-- BEGIN Source document --

Confusion surrounding MongoDB/GridFS BinData - python-3.x

I am using Python Mongoengine for inserting image files into GridFS, with the following method:
product = Product(name='New Product', price=20.0, ...)
with open(<IMAGE_FILE>, 'rb') as product_photo:
product.image.put(product_photo_main, content_type='image/jpeg')
product.save()
When I view this data with NoSQLBooster (or anything else) the data is represented like so:
{
"_id" : ObjectId("5d71263eae9a187374359927"),
"files_id" : ObjectId("5d71263eae9a187374359926"),
"n" : 0,
"data" : BinData(0,"/9j/4AAQSkZJRgABAQEASABIAAD/4V6T... more 261096 bytes - image/jpeg")
},
And knowing that the second part of the tuple in BinData of the "data" field contains base64 encoding, I'm confused at which point the raw bytes given by open(<IMAGE_FILE>, 'rb') becomes encoded with base64?
So further more, being that base64 encoding is 33% - 37% larger in its size, in regards of transferring that data - this is bad, how can I choose the encoding? At least stop it from using base64...
I have found this SO question which mentions a HexData data type.
I also found others mentioning subtypes aswell, which led me to find this about BSON data types.
Binary
Canonical Relaxed
{ "$binary":
{
"base64": "<payload>",
"subtype": "<t>"
}
}
<Same as Canonical>
Where the values are as follows:
"<payload>"
Base64 encoded (with padding as “=”) payload string.
"<t>"
A one- or two-character hex string that corresponds to a BSON binary subtype. See the extended bson documentation
http://bsonspec.org/spec.html for subtypes available.
Which clearly tells us the payload will be base64!
So can I change this, or does it have to be that way?

at which point the raw bytes ... becomes encoded with base64
Direct Answer
Only at the point where you chose to display them on your console or through some other "display" format. The native format that crosses the wire in BSON format won't have this issue.
If you choose not to display the contents to your terminal or debugger, it will never have been encoded to base64 or any other format.
Point of Correction
which led me to find this about BSON data types.
Which clearly tells us the payload will be base64!
The linked page is referring to MongoDB Extended JSON, not the wire BSON format.
It is true that Extended JSON encodes the binary to base64, that is not true about bson itself.

-- END Source document --
-- BEGIN Supplied information --

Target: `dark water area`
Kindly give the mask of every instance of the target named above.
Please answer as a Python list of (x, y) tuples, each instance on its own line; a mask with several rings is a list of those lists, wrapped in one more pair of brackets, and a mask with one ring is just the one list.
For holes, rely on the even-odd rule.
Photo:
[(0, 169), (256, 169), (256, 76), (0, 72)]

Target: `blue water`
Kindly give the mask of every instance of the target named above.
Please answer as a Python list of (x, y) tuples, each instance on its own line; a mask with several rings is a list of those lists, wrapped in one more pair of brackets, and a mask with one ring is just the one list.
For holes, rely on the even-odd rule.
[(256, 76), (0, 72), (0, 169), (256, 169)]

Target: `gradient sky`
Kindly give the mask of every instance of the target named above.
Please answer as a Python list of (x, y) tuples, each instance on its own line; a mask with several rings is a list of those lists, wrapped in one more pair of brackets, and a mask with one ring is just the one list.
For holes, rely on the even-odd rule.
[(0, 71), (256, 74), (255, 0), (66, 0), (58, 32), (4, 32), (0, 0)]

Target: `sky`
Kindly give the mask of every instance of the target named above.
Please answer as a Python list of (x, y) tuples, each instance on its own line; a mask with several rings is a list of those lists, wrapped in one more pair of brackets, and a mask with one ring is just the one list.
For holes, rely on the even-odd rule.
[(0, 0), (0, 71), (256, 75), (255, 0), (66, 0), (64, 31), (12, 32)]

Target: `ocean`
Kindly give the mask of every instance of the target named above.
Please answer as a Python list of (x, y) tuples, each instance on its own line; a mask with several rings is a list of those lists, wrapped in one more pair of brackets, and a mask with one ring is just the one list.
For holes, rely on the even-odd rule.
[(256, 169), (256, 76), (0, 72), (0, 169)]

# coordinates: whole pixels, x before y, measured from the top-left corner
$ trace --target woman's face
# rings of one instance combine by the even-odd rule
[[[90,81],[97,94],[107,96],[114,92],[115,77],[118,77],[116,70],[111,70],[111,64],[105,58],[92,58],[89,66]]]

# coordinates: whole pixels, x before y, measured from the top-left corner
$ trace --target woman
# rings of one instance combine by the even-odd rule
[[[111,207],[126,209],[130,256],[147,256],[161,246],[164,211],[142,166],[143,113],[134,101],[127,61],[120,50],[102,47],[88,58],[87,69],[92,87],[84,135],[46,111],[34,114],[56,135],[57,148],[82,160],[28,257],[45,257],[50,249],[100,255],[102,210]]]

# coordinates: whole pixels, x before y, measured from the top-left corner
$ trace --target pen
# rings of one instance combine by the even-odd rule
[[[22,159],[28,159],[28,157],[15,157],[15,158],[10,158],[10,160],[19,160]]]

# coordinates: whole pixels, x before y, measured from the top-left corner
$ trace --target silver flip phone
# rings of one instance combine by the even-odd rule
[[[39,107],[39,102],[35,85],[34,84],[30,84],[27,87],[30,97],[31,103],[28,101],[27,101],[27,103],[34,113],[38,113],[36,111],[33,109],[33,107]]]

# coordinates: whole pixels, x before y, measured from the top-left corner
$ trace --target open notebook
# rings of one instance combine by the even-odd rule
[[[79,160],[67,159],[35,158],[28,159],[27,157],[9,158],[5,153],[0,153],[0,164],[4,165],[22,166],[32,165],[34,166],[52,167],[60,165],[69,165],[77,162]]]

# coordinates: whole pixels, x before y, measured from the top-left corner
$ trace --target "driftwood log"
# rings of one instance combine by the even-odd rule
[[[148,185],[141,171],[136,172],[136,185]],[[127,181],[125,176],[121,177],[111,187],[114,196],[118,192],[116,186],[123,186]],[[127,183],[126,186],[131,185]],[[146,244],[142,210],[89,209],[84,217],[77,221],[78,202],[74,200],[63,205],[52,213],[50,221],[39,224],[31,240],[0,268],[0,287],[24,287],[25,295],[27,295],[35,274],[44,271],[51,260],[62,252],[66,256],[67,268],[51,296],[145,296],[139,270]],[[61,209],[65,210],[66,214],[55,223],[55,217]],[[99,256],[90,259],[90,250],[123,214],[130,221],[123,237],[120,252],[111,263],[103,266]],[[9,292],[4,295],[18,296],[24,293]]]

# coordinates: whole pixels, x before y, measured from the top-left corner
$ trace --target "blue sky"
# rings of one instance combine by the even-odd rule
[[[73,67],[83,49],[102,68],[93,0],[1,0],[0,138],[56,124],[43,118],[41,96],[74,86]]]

-- END Supplied information --

Short problem A:
In the GridFS thread, what does the linked page about BSON data types actually describe?
Short problem B:
Retype the stretch of the GridFS thread from "If you choose" through "wire BSON format.".

Final answer A:
MongoDB Extended JSON, not the wire BSON format.

Final answer B:
If you choose not to display the contents to your terminal or debugger, it will never have been encoded to base64 or any other format.
Point of Correction
which led me to find this about BSON data types.
Which clearly tells us the payload will be base64!
The linked page is referring to MongoDB Extended JSON, not the wire BSON format.